**** TEKS DOKUMEN ****

BLUSUKAN adalah salah satu
ciri khas kepemimpinan yang dipopulerkan Jokowi dan kini mulai ditiru oleh
beberapa kepala daerah. Blusukan membuat banyak yang senang, terutama
rakyat jelata.
Namun, ada pula yang sinis. Staf
Khusus Presiden Heru Lelono, misalnya, menyebut blusukan
yang berasal dari bahasa Jawa itu cocoknya dipakai untuk menjelaskan
seorang pengangguran.
Terlepas dari ada komentar
bernada sinis semacam itu, Joko Widodo alias Jokowi hanya menjelaskan bahwa
blusukan yang ia lakukan terkait dengan manajemen
pemerintahan. Tujuannya dalam rangka mendengar masalah di masyarakat
sekaligus menguasai medan. Menurut dia, dari blusukan itu
lahirlah Kartu Jakarta Sehat (KJS) dan Kartu Jakarta Pintar (KJP),
penanganan masalah di Waduk Pluit, serta rehabilitasi rusun Marunda bisa
tertangani.
Setelah kebijakan ini diambil,
demikian Jokowi, blusukan juga dilakukan sebagai manajemen
pengawasan atau controlling. Dengan begitu, pihaknya bisa mengecek
jalannya kebijakan yang sudah diambil secara langsung di lapangan. Proses
manajemen ala Jokowi memang diawali lewat blusukan dan ia
pun tidak mempermasalahkan jika dengan blusukan itu
dirinya dianggap sebagai pengangguran.
Mayoritas warga yang bermukim di
kawasan padat, kumuh, dan sering kali terlupakan itu dipastikan senang
di-blusuki dan didengar curhatnya oleh orang nomor satu di kota dengan
jumlah penduduk yang fantastik ini. Saat ini, di malam hari jumlah penduduk
Jakarta ditaksir 11 juta-12 juta jiwa. Sementara pada siang hari, jumlah mereka
yang beraktivitas di Jakarta melonjak menjadi 12-14 juta jiwa.
Lebih dari 55 tahun lalu,
antropolog terkenal Claude Levy Strauss (1955) menulis bahwa Sao Paolo,
Brasilia, ”berkembang demikian cepatnya sehingga tak mungkin melakukan
perencanaan atasnya”. Padahal, ketika itu pusat perekonomian Brasil ini
baru berpenduduk 2,5 juta jiwa. Tak terbayangkan apa kesan mendiang Levi
Strauss andai ia berkunjung ke Jakarta saat ini.
Status Jakarta sebagai ibu kota
negara, sekaligus tempat kegiatan administratif dan bisnis, juga ditengarai
mengakibatkan semua persoalan tumplek blek di Jakarta.
Pemutusan lingkaran setan permasalahan Jakarta tampaknya harus menjadi
bagian dari prioritas perencanaan pembangunan pemerintah, termasuk
pemerintah pusat untuk lima tahun ke depan. Pelibatan warga dalam
perencanaan adalah sebuah keharusan, termasuk dalam kemungkinan merevisi
RTRW 2010-2030.

**** DATA MENTAH ****

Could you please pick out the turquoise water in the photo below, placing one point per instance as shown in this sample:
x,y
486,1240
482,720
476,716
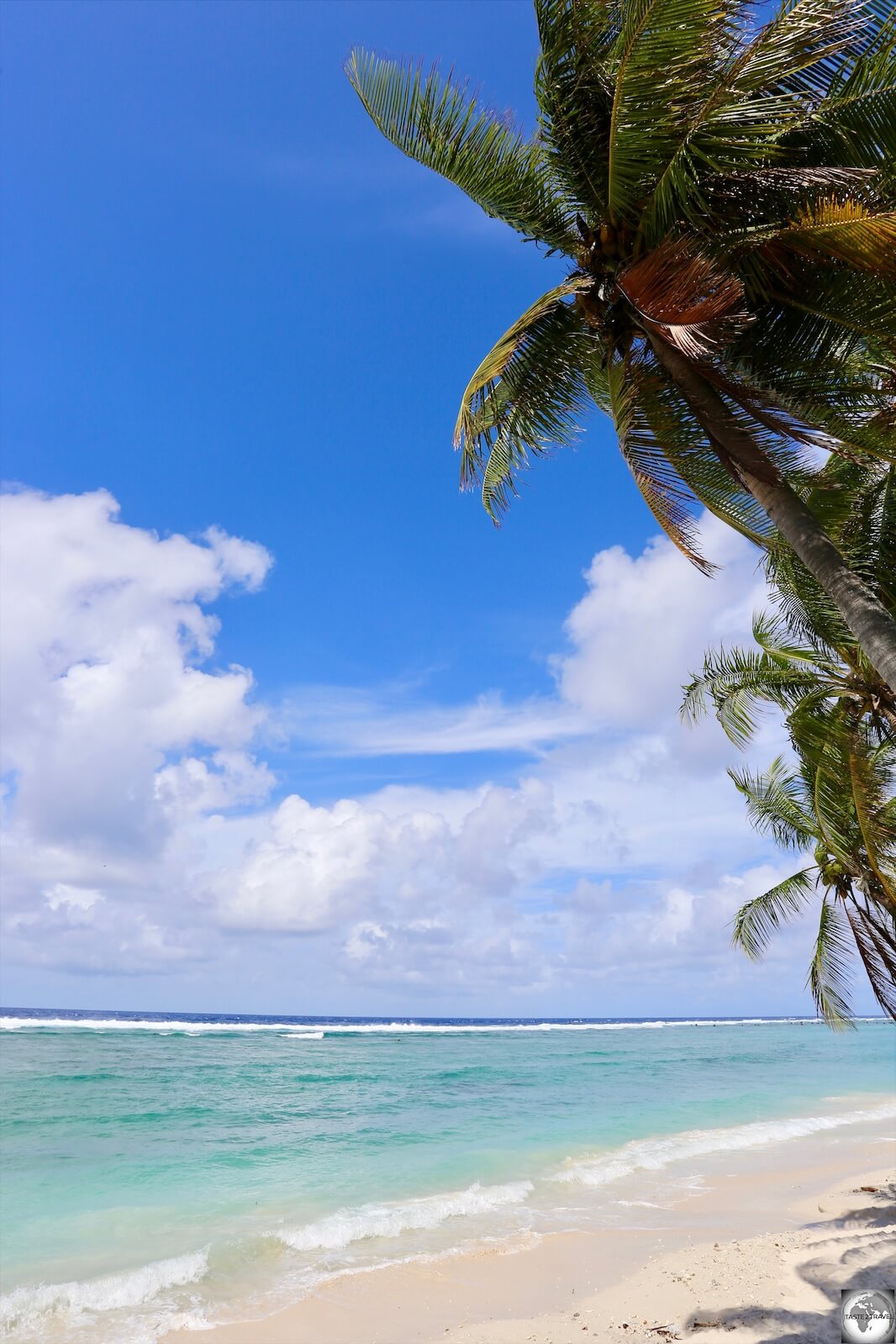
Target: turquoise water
x,y
168,1169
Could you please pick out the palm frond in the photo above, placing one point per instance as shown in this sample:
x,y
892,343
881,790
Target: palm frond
x,y
875,949
758,920
444,127
658,482
574,89
844,230
685,298
777,804
528,395
828,975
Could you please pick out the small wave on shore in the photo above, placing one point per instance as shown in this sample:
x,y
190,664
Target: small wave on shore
x,y
339,1230
656,1153
29,1310
310,1030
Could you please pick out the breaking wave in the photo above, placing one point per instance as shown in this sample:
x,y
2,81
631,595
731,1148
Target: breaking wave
x,y
339,1230
656,1153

****

* _PETUNJUK TUGAS_:
(a) Menurut teks tentang blusukan, apa alasan Jokowi melakukan blusukan? Jawab dalam satu sampai tiga kalimat.
(b) Teruskan teks tentang blusukan mulai dari kalimat terakhirnya.
Item-item tersebut tidak berkaitan dengan isi teks tentang blusukan.

* _JAWABAN_:
(a) Jokowi melakukan blusukan sebagai bagian dari manajemen pemerintahan, yaitu untuk mendengar masalah di masyarakat sekaligus menguasai medan. Setelah kebijakan diambil, blusukan juga menjadi manajemen pengawasan agar jalannya kebijakan dapat dicek secara langsung di lapangan.

(b)
Shakespeare pernah
memformulasikan sebuah kalimat pendek berisi pertanyaan sekaligus jawaban,
”Apakah kota itu, kalau bukan penduduknya.” Masyarakat luas, terutama dari
lapis sosial menengah-bawah yang menjadi mayoritas penduduk kota adalah
mereka yang dalam kesehariannya menghidupkan kota. Namun, mereka ini dalam
perencanaan kota sama sekali tidak dilibatkan dan dalam implementasi biasanya
menjadi pihak yang selalu dirugikan.
Keterlibatan warga
Idealnya, penggalian dan
pemecahan masalah perkotaan jangan lagi menjadi monopoli perancang kota dan
penentu kebijakan semata. Cukup banyak bukti menunjukkan bahwa warga kota
sering kali lebih mengetahui permasalahan sesungguhnya dan mampu
mengeluarkan ide-ide kreatif asalkan mereka diajak berembuk tentang
kotanya.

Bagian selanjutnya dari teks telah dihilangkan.